■ Task description:
Pick up the passage on construction safety programs and OSHA's voluntary programs after its final sentence and keep writing it.

■ Source:
## BEGIN

There have been many studies examining the effectiveness of safety programs to reduce work-related injuries (Hallowell and Gambatese, 2009; Robson et al., 2007). Studies have examined effectiveness of individual safety elements and found several elements or factors that interacted with safety: regulations, incentives, production, worker goals, management, and reactive and proactive learning (Guo et al., 2015; Hallowell et al., 2013; Hinze, 2002). Zhou conducted a comprehensive review of construction safety research and found the largest number of studies examined use of safety management systems (Zhou et al., 2015), although there continues to be challenges with measuring effectiveness of safety management systems and various elements of safety programs (Jazayeri and Dadi, 2017; Mohammadi et al., 2018).

2.2. OSHA Partnerships and Voluntary Protection Programs in U.S.

In the U.S., a company’s safety performance is generally measured by their injury rate or insurance claims (Hoonakker et al., 2005), but these measures do not provide insight into the effectiveness of their safety program (Sinelnikov et al., 2015). In addition, OSHA does not provide criteria for scoring the quality and effectiveness of employer safety programs. In lieu of a standard scoring method, OSHA has created several voluntary programs for construction contractors to have their safety programs critically reviewed to determine if it meets a high safety standard and considered an exemplary safety management programs. OSHA offers two ways employers can demonstrate a high standard of safety: an OSHA Partnership agreement (OSHA, 2004) between OSHA and one or more participating contractors includes annual reviews and inclusion of a large number of safety standards; and a Voluntary Protection Program (VPP) which requires an extensive review by OSHA of a single firms safety management program and inclusion of a large number of safety policies and procedures (OSHA, 2020a).

## END

■ Data:
## BEGIN

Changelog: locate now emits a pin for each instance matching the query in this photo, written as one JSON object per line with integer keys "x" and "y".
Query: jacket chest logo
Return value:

## END

■ Response:
2.3. Intermediaries support for safety

Despite the available information available to create a safety management program, many companies lack the resources of time and money (NIOSH, 2013b). This is particularly true of small employers. To overcome the challenge of connecting with SME in order to drive safety improvement, NIOSH has proposed the use of “intermediary organizations” including general contractors who employ small and medium subcontractors (NIOSH, 2013b). Intermediaries are organizations that interact or carry out business activities with companies and may influence the behavior of the company (Cunningham and Sinclair, 2015). In construction, suppliers, general contractors, inspectors, and other companies all interact during the planning and construction phase to complete a construction build. The top down safety requirements of a general contractor can offer a strong financial incentive for small construction firms to improve health and safety in order to successfully “bid” on a general contractor’s projects (Hinze et al, 2013a). A review of small business safety programs (MacEachen et al., 2010) concluded that small employers benefit from multi-component occupational health and safety interventions including training, safety audits, engineering controls, and motivational components such as financial incentives. These findings suggest that large general contractors with dynamic multicomponent safety programs can have a positive effect on the safety climate and safety behaviors of their subcontractors through safety “flow-down,” the process of exposure to and adoption of new ideas between intermediaries (MacEachen et al., 2010; Lingard et al., 2010), which would be. To date, there has been little formal evaluation of the “flow-down” of general contractors’ safety requirements to the construction workers employed by their subcontractors (Sinclair et al., 2013).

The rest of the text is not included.